Friday, 2 March 2012

Who said oranges were the only fruit?






One apple tasted by Josa Young



And here she speaks to The Telegraph just after publication
I couldn't write about sex at all until after my mother died. Growing up in the 1970s, the official parental line was that nice girls didn't, you know, do it, let alone write about it – although it was a different story for my brothers. Double standards were the order of the day.
Which meant, in effect, that I was barred from writing fiction. In order to create fully rounded human beings, and describe their relationships with each other, I would have to tackle the subject of sex – along with intimacy, misguided love, death, resentment, friendship, the passion of women for their babies, the problems of marriage and finding the right person, and all the rest of the complicated, messy stuff that humans do. When a parent dies, there is grief, of course, but there is also liberation. You must grow up, and one of the grown-up things I wanted to do was write novels.
When I put a sample chapter of my debut novel One Apple Tasted online, a friend advised me to take it down. Too raunchy, she said. Yes, it had rude words in it, but I thought it was a rather mild scene of two people with wildly different agendas ending up not doing it at all. Because that is part of most people's sexual experience – deeply unsatisfactory, particularly when young, and when you don't really know the other person.
Yesterday, a survey about the reading habits of 2,000 women aged between 45 and 60 reveals that nearly two thirds are keen on raunchy scenes in novels. Add a decade or two, and you've got an even broader readership: my parents-in-law – far more liberated than my own parents – said they loved the book. In fact my mother-in-law praised my ability to write realistically about sex – rather surprising, perhaps, for a "nice girl".
After my parents had both died (when I was 47), I found passionate letters and photographs dating from the Second World War that told a very different story about their attitudes when young. Perhaps I sensed the undertow that informed their marriage, and writing about earlier generations has been my way of trying to work it out.
The prim and proper 1950s seemed to reset the sexual clock back to Edwardian double standards, and wartime liberality in the face of imminent death was quickly shuffled back under the carpet. Now I wish my mother had been alive to see my book published, as I realise she would not have been shocked at all.
Far worse than hypocrisy to me is the sterile Noughties take on sex – that it has the same emotional weight as a game of tennis, with orgasm rather than straight sets as the goal. I sometimes try to work out what market force is driving this sickly dumbing down of Eros, this bossy and unattractive blunting of his exquisitely painful arrow with a nubbly rubber sucker.

□ □ □

Given task A
In the entries, swap "brown soil" for "dark soil" in the part that opens with the line containing "the brown soil?" and closes with the line containing "[[[114,253],[134,340],[455,340],[455,148],[197,156]]]", leaving all else unchanged. Give back only those lines.
The entries below this post have nothing to do with the post itself.

Record excerpts

□ □ □

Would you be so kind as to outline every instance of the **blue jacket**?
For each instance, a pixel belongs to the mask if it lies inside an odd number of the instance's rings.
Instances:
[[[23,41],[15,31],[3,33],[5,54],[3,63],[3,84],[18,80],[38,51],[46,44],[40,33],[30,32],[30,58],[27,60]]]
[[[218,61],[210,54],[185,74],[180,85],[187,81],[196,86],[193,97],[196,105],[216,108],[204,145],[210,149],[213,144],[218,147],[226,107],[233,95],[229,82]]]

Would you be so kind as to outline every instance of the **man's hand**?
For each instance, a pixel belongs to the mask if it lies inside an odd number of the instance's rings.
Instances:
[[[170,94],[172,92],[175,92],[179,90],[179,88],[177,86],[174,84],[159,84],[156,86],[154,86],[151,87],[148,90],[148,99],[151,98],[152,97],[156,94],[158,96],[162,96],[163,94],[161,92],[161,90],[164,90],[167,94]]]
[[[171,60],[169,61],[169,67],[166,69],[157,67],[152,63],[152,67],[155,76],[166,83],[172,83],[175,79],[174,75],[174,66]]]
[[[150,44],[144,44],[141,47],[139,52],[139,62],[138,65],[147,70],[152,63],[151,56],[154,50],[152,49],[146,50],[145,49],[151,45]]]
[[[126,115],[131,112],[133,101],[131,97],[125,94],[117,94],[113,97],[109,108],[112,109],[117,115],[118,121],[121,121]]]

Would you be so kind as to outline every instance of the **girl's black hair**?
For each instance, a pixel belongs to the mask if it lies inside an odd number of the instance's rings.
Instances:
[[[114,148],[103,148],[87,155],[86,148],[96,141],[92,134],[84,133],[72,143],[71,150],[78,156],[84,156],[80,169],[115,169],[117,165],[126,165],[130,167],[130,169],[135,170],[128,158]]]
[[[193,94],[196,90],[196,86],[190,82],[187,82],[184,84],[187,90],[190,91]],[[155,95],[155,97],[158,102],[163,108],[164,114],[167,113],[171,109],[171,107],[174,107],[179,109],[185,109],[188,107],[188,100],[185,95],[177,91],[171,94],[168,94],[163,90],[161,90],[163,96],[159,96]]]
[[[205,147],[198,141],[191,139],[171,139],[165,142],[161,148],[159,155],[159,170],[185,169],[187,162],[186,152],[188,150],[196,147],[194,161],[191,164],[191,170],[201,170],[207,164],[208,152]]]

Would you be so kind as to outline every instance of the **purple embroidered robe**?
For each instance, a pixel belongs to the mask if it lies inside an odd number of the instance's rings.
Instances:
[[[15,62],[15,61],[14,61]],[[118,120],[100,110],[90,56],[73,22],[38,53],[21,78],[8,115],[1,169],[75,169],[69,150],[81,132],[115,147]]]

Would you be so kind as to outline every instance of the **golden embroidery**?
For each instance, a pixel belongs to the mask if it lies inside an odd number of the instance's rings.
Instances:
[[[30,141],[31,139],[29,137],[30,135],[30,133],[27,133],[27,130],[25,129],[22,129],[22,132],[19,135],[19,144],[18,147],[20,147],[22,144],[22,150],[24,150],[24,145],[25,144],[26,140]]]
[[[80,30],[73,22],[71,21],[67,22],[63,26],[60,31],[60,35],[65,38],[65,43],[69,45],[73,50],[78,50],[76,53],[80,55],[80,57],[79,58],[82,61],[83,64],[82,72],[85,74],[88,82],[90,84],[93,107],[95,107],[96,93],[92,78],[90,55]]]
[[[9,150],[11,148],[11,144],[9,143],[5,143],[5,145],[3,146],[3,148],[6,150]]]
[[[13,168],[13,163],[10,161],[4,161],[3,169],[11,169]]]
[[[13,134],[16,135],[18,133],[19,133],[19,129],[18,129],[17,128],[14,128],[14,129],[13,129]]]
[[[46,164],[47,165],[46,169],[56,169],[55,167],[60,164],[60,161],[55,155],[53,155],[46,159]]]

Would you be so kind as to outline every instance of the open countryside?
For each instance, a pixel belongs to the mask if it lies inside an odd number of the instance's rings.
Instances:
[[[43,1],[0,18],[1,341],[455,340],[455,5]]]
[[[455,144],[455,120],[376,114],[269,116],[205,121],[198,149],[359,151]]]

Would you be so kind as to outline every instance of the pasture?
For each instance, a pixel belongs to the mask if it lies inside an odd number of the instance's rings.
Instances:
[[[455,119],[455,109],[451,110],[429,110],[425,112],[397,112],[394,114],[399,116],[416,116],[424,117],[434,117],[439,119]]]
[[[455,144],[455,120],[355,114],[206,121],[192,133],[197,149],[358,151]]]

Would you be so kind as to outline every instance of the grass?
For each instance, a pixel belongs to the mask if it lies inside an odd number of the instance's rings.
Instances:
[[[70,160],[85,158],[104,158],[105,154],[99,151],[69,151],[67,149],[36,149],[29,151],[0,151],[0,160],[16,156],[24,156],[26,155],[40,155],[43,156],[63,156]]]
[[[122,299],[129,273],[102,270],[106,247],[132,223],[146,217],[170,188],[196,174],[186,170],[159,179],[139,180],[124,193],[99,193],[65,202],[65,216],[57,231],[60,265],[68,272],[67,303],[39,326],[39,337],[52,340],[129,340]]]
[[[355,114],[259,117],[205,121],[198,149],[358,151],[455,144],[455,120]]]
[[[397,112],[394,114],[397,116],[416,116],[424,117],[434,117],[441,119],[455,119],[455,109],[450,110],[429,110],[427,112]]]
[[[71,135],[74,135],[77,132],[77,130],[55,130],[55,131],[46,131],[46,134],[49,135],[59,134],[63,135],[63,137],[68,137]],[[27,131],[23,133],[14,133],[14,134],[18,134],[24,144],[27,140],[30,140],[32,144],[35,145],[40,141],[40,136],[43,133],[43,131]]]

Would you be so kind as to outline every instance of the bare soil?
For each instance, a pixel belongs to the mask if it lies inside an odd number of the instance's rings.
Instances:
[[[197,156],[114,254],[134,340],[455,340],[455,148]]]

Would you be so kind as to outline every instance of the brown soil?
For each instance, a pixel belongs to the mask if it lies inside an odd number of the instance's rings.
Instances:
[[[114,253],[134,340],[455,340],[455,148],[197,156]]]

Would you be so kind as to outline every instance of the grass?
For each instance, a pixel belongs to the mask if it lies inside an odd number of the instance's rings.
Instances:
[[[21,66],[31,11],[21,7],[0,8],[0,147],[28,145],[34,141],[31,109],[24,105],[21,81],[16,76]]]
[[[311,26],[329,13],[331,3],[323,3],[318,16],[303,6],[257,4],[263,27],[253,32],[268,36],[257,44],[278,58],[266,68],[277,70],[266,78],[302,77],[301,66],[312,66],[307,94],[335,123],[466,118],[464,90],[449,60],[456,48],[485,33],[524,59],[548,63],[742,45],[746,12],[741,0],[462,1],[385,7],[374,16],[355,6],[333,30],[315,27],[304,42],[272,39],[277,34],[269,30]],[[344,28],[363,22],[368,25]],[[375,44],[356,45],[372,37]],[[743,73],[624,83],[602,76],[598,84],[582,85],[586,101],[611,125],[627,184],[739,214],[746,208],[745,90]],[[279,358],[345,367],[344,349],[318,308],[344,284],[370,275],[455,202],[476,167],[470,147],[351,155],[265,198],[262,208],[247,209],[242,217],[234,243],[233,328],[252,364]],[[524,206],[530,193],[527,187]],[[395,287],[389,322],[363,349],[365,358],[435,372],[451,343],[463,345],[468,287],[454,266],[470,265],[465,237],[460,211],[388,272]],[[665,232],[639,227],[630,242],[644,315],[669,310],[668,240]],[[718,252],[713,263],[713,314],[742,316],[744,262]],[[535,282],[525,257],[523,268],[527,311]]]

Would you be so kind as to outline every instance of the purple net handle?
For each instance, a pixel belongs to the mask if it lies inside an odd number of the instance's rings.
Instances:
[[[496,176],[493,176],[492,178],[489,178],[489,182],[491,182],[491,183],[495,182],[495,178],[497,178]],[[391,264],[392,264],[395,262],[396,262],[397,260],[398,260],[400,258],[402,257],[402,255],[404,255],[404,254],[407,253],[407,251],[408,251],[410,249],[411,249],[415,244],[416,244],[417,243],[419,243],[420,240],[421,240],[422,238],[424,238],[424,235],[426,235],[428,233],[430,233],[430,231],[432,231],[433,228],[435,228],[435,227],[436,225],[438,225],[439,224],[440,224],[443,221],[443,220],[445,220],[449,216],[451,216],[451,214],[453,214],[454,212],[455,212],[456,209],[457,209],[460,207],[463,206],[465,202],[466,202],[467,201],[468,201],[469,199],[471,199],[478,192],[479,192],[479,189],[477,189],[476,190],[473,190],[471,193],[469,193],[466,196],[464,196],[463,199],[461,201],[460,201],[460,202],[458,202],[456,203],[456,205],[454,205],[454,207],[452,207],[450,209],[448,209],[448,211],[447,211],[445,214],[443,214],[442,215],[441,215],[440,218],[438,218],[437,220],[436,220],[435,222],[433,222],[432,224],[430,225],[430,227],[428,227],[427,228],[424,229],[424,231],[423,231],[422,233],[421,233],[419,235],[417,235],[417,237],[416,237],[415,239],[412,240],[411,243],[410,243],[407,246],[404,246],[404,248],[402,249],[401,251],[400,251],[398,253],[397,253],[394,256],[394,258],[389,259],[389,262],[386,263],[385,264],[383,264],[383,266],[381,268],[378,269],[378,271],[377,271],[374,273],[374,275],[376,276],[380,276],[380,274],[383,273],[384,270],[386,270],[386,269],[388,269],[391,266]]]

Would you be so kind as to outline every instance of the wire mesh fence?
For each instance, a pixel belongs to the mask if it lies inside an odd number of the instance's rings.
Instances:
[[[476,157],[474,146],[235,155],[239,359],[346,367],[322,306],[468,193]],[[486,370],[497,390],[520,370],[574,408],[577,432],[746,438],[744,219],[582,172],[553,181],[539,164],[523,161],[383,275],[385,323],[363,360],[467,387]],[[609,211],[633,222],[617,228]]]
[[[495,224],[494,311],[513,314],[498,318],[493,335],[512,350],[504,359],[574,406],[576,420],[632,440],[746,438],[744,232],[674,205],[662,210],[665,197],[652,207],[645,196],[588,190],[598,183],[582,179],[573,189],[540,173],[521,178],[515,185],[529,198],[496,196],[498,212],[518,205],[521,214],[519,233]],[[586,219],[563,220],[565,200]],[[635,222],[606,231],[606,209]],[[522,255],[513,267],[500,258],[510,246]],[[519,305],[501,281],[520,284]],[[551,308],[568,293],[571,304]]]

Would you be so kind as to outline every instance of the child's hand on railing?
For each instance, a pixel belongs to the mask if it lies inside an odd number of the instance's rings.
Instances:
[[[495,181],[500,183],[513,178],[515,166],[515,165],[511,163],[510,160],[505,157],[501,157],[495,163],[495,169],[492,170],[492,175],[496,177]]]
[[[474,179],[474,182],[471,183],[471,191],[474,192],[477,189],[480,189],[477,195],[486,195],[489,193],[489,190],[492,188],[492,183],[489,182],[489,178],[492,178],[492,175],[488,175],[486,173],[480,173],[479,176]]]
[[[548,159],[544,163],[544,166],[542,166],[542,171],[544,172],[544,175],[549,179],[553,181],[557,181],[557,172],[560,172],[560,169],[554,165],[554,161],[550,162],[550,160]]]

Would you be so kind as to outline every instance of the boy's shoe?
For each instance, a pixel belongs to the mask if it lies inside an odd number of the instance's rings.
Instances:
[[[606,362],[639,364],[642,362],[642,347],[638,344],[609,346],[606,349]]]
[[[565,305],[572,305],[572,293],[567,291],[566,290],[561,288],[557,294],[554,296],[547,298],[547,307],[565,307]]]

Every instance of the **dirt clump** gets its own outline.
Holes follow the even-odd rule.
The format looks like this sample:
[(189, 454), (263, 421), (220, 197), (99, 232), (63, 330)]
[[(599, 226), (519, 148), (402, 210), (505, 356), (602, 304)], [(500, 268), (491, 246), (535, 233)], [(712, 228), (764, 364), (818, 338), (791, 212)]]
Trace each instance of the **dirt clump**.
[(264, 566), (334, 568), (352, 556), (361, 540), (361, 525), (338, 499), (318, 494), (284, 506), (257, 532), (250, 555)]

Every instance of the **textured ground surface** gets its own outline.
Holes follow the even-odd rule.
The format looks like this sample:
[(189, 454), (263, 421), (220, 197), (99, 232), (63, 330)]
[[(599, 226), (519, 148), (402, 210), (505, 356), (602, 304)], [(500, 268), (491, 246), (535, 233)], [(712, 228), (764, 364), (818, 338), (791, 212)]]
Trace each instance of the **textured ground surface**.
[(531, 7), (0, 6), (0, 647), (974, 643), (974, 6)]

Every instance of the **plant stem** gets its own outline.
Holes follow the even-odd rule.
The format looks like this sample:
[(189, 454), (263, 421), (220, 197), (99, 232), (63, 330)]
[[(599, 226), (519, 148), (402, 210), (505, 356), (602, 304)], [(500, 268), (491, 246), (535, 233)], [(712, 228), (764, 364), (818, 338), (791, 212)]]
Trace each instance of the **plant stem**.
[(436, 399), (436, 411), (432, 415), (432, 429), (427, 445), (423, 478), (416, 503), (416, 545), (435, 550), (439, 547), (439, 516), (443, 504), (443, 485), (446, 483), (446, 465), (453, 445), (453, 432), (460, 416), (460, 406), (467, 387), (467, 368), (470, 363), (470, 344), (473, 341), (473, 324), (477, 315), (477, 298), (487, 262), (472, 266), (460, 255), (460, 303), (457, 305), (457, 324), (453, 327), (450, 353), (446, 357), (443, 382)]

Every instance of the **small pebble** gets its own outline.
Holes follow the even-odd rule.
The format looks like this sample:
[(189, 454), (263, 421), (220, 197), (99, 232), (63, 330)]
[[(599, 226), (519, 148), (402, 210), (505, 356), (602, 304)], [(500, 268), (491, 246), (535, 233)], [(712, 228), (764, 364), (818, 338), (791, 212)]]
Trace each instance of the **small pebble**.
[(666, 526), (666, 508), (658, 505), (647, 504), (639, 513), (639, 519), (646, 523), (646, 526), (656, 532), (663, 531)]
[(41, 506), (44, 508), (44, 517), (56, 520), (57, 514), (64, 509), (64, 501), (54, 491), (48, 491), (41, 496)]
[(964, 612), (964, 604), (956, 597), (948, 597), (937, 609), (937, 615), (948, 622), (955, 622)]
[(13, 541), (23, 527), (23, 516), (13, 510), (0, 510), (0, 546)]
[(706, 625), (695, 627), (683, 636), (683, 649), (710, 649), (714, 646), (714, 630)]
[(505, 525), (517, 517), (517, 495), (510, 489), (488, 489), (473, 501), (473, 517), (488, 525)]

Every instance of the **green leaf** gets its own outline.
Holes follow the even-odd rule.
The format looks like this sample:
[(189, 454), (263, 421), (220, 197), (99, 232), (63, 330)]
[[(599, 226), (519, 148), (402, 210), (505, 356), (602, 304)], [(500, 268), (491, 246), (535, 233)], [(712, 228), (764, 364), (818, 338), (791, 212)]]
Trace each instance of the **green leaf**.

□ □ □

Given task B
Answer these questions from the post about One Apple Tasted, one answer per line:
(i) How old was the writer when both parents had died?
(ii) How many women took part in the reading-habits survey?
(iii) What was the age range of those women?

Output A
Would you be so kind as to outline every instance of the dark soil?
For each instance, a pixel belongs to the mask if it lies inside an odd number of the instance's rings.
Instances:
[[[114,253],[134,340],[455,340],[455,148],[197,156]]]

Output B
(i) 47
(ii) 2,000
(iii) Between 45 and 60